→ YOUR ASSIGNMENT: The reply has to contain each record exactly as written.

→ RECORDS FOR THIS TASK:
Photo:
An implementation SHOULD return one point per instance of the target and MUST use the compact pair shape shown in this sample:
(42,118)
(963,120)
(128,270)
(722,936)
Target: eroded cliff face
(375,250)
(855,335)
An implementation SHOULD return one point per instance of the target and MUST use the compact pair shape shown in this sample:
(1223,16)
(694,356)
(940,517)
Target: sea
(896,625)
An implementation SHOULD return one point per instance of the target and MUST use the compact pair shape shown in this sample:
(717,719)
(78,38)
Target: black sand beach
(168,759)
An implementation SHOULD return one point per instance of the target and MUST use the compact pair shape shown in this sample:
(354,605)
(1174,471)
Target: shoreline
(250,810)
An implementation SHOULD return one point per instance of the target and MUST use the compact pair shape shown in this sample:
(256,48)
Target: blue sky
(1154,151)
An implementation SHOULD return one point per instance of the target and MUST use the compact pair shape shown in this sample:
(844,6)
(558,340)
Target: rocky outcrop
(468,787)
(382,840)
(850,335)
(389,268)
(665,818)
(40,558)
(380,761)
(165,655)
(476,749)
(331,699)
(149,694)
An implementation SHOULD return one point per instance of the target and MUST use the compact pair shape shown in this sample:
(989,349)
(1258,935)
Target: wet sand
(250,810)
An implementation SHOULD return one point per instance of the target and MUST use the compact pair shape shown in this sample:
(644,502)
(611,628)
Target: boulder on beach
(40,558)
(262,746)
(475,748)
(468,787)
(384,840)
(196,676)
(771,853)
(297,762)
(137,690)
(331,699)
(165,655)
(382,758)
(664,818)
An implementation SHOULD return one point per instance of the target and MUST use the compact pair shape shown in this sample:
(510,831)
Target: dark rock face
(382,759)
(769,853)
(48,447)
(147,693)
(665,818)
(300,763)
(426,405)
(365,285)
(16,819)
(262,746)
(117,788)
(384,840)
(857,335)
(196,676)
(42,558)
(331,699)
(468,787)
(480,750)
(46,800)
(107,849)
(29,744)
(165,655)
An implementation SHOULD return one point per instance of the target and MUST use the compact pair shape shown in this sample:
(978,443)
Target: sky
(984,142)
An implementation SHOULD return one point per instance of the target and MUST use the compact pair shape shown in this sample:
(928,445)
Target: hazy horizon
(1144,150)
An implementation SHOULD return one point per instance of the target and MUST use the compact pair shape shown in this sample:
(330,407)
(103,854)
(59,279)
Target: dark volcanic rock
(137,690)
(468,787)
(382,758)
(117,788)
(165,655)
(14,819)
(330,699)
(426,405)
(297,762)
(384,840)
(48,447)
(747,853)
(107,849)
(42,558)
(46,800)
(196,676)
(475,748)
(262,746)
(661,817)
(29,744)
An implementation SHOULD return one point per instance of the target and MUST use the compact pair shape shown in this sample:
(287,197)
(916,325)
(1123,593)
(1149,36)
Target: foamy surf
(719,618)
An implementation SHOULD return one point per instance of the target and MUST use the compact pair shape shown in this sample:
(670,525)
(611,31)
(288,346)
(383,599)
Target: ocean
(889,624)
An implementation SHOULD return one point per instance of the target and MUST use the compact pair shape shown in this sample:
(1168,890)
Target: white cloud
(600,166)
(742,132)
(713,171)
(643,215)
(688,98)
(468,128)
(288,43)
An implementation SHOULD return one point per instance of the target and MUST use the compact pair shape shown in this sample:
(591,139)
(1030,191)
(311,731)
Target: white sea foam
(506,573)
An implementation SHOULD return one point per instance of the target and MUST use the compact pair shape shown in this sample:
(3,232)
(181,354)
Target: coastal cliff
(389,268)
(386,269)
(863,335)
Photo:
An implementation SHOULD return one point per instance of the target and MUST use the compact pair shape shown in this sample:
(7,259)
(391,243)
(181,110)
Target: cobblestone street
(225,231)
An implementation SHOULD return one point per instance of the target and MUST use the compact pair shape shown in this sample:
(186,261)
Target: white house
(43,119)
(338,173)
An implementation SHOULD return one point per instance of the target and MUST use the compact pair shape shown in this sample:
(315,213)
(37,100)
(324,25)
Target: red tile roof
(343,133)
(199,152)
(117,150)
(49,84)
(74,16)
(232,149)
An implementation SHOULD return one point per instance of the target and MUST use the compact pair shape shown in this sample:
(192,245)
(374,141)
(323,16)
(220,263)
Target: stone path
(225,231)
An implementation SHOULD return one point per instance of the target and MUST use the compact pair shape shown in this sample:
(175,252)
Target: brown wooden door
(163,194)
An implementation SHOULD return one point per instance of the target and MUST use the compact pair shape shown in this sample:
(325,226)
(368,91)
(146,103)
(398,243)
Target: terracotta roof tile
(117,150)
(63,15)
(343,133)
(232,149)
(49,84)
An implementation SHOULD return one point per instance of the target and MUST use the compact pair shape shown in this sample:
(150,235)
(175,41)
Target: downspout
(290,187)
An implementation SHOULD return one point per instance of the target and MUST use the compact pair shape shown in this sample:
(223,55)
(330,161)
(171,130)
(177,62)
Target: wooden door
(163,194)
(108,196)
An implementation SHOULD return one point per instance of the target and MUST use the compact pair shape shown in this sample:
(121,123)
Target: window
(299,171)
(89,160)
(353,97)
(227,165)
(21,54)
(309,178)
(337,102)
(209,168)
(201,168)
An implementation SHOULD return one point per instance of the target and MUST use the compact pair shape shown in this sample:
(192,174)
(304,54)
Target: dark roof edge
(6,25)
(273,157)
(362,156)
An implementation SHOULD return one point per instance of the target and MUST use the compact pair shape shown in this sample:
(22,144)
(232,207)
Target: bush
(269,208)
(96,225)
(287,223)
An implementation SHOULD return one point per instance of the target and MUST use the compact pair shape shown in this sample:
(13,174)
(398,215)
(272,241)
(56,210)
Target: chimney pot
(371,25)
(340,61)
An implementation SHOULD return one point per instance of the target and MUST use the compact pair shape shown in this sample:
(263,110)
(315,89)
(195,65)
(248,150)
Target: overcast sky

→ RESPONSE TO THIS EXERCISE:
Photo:
An implementation SHOULD return one point per instance of the target and MUST use the compact pair shape shown in this sample:
(42,118)
(963,120)
(128,270)
(722,936)
Target: eroded cliff face
(375,250)
(855,335)
An implementation SHOULD return one point per instance of the target and MUST use the compact pair shape shown in this sample:
(1223,16)
(694,356)
(940,517)
Target: sea
(896,625)
An implementation SHOULD return one point per instance of the target and MUST use the compact pair shape shown in this sample:
(717,719)
(78,38)
Target: black sand beach
(168,759)
An implementation SHOULD return one point per instance of the target and MUST use the compact pair shape shown in this sample:
(354,605)
(1174,471)
Target: shoreline
(250,810)
An implementation SHOULD return one point per instance of the target and MUST use the compact pair shape shown in this sample:
(256,48)
Target: blue sky
(1154,151)
An implementation SHOULD return one point per instance of the target and MUST use the compact pair shape shown in this sample:
(844,6)
(558,340)
Target: rocky outcrop
(468,787)
(382,840)
(850,335)
(389,268)
(665,818)
(40,558)
(380,761)
(165,655)
(476,749)
(331,699)
(149,694)
An implementation SHOULD return one point per instance of the target and MUST use the compact pair shape shown in this sample:
(989,349)
(1258,935)
Target: wet sand
(250,810)
An implementation SHOULD return one point per instance of the target and MUST use the compact pair shape shown in this sample:
(644,502)
(611,628)
Target: boulder on beach
(40,558)
(262,746)
(475,748)
(468,787)
(384,840)
(196,676)
(771,853)
(297,762)
(137,690)
(331,699)
(165,655)
(382,758)
(664,818)
An implementation SHOULD return one point per instance of the target and MUST use the compact pair shape shown in this sample:
(510,831)
Target: dark rock face
(382,759)
(769,853)
(48,447)
(147,693)
(665,818)
(300,763)
(426,405)
(365,285)
(16,819)
(262,746)
(117,788)
(384,840)
(857,335)
(196,676)
(42,558)
(331,699)
(468,787)
(480,750)
(46,800)
(107,849)
(29,744)
(165,655)
An implementation SHOULD return one point per instance of the target and MUST use the compact pair shape shown in this sample:
(978,443)
Target: sky
(984,142)
An implementation SHOULD return one point per instance of the target and MUST use the compact pair shape shown in this sample:
(928,445)
Target: hazy horizon
(1144,150)
An implementation SHOULD return one point per instance of the target and MUST use the compact pair shape shown in this sample:
(330,407)
(103,854)
(59,279)
Target: dark volcanic rock
(137,690)
(468,787)
(382,758)
(117,788)
(165,655)
(14,819)
(330,699)
(426,405)
(297,762)
(384,840)
(48,447)
(747,853)
(107,849)
(42,558)
(46,800)
(196,676)
(475,748)
(262,746)
(661,817)
(29,744)
An implementation SHOULD return one point per instance of the target and MUST use the compact pair shape shown in this sample:
(287,197)
(916,325)
(1123,593)
(1149,36)
Target: foamy surf
(719,618)
An implementation SHOULD return one point per instance of the target and MUST use the compact pair shape shown in this sample:
(670,525)
(611,31)
(288,346)
(383,599)
Target: ocean
(889,624)
An implementation SHOULD return one point per instance of the target and MUST use the compact pair shape shown in this sample:
(1168,890)
Target: white cloud
(600,166)
(742,132)
(713,171)
(643,215)
(688,98)
(468,128)
(288,43)
An implementation SHOULD return one point per instance of the target and MUST use the compact pair shape shown in this sample:
(591,139)
(1030,191)
(311,731)
Target: white sea foam
(506,573)
An implementation SHOULD return one point per instance of the target and MUST use the compact pair shape shown in this sample:
(3,232)
(181,354)
Target: coastal cliff
(389,268)
(386,269)
(863,335)
Photo:
An implementation SHOULD return one point per instance of the target and MUST use the compact pair shape shown in this sample:
(7,259)
(391,243)
(181,110)
Target: cobblestone street
(225,231)
An implementation SHOULD return one point per instance of the target and MUST use the compact pair shape shown in this sample:
(186,261)
Target: white house
(43,119)
(338,173)
An implementation SHOULD return one point per instance of the target and MUST use the compact pair shape shown in this sample:
(315,213)
(37,100)
(324,25)
Target: red tile roof
(343,133)
(199,152)
(117,150)
(49,84)
(74,16)
(232,149)
An implementation SHOULD return one point per instance of the target and MUST use the compact pair shape shown in this sample:
(192,245)
(374,141)
(323,16)
(220,263)
Target: stone path
(225,231)
An implementation SHOULD return one point per instance of the target and MUST use the compact pair shape shown in this sample:
(175,252)
Target: brown wooden door
(163,194)
An implementation SHOULD return one point per instance of the target and MUST use the compact pair shape shown in this sample:
(325,226)
(368,91)
(146,103)
(398,243)
Target: terracotta roof tile
(117,150)
(63,15)
(343,133)
(232,149)
(49,84)
An implementation SHOULD return one point per instance of the target and MUST use the compact pair shape shown in this sample:
(150,235)
(175,41)
Target: downspout
(290,187)
An implementation SHOULD return one point per instance of the target and MUST use the compact pair shape shown in this sample:
(223,55)
(330,161)
(171,130)
(177,62)
Target: wooden door
(163,194)
(108,196)
An implementation SHOULD return one point per instance of the target and MUST use the compact pair shape shown in this sample:
(121,123)
Target: window
(299,171)
(89,160)
(353,97)
(227,165)
(21,54)
(309,178)
(337,102)
(209,168)
(201,168)
An implementation SHOULD return one point per instance of the target and MUST use the compact pair shape shown in this sample:
(192,174)
(304,54)
Target: dark roof edge
(6,25)
(273,157)
(362,156)
An implementation SHOULD return one point per instance of the target and MUST use the compact pair shape shown in this sample:
(22,144)
(232,207)
Target: bush
(269,208)
(96,225)
(287,223)
An implementation SHOULD return one point per instance of the target and MUST use the compact pair shape shown in this sample:
(13,174)
(398,215)
(272,241)
(56,210)
Target: chimney pot
(371,25)
(340,61)
An implementation SHOULD return one point per instance of the target and MUST use the compact pair shape shown in this sample:
(263,110)
(315,89)
(195,65)
(248,150)
Target: overcast sky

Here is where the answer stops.